◆ Quoted passage
***
It is hard to secure information that will give a satisfactory picture of Mexican life because neither the government nor any private agency has ever attempted a thoroughgoing survey of economic and social conditions. [1] There has never been an accurate census of the peoples of Mexico that established even their number much less one that gives a picture of their economic and social status and organization. For the earlier years only the roughest estimates are available and for the later ones enumerations by the government must be relied upon, which, while nominally complete, have not been based upon an actual count in many parts of the republic.

The records of colonial times are more complete, in fact, than those of the first fifty years of the republic because for the estimates referring to that time the parish registers of all who were born or who died in the republic were available. The first general census was not taken until the close of the nineteenth century but even after that event an authoritative Mexican work declares that "nothing can be asserted honestly about the growth of population of Mexico considering the want of facts and the defectiveness of the few we possess." [2] In spite of this stricture the various estimates that have been made from time to time are presented to indicate, if not the exact conditions, the opinion of those best informed concerning them.
***
◆ Raw data
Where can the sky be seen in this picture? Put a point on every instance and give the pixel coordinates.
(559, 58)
***
◆ Requirements
1. From the passage on Mexican population records, list every period of time it refers to, using its own words.
2. Carry the passage on Mexican population records forward from its final sentence.

◆ Responses in order
1.
- the earlier years
- the later ones
- colonial times
- the first fifty years of the republic
- the close of the nineteenth century

2.
A report to the king in 1793 represented the population as totaling 4,483,529. Humboldt estimated it to be 5,783,750 in 1803. In 1823 it was thought to be about 6,998,337.[3] The census of 1855 put the population at 8,069,046.[4] In 1877-8 it was announced by the government as 10,577,279, an average of 4.89 per square kilometer. [5] The central states such as Aguascalientes and Puebla had between twenty and thirty people to the square kilometer, the south was less populated. Chiapas averaged about nine and Yucatan three. The north was sparsely populated and large districts were practically unoccupied. Sonora had only about 1.5 to the square kilometer, Coahuila 1.4, Chihuahua 1.2, and the arid territory of Lower California one person to six square kilometers. In 1890 the total was estimated at 11,632,924,[6] and the census of 1910 declared that there were 15,160,369 souls in the republic.[7]

It appears that through all the history of the republic the population has had a slow but fairly steady increase. It has never been sufficient to develop the resources of the country, an inability accentuated by lack of capital and lack of technical education. The country may still be divided into three zones as to density of population as at the beginning of the Diaz regime. First there is the group of border states next to the United States, a

ESTIMATED RACIAL DIVISIONS IN MEXICO AT VARIOUS PERIODS[8]




large portion of the area of which is taken up by mountains and by great plains of scant rainfall. This area has always been sparsely populated and, it seems, must continue to be so. The percentage of white blood among its people is higher than in other regions and they have contributed beyond what would be indicated by their numbers to the initiative for development that has been shown in Mexico.

The Gulf and Pacific coast states form another group. The former are on the average less thickly populated than the latter, though Lower California is an exception, great areas being still without population. Jalisco, Michoacan, and Oaxaca have been the most thickly populated and important states of the Pacific group.

Now as always, however, the greater part of the Mexican population is found in the states of the central plateau, where the civilization of the country also finds its best development.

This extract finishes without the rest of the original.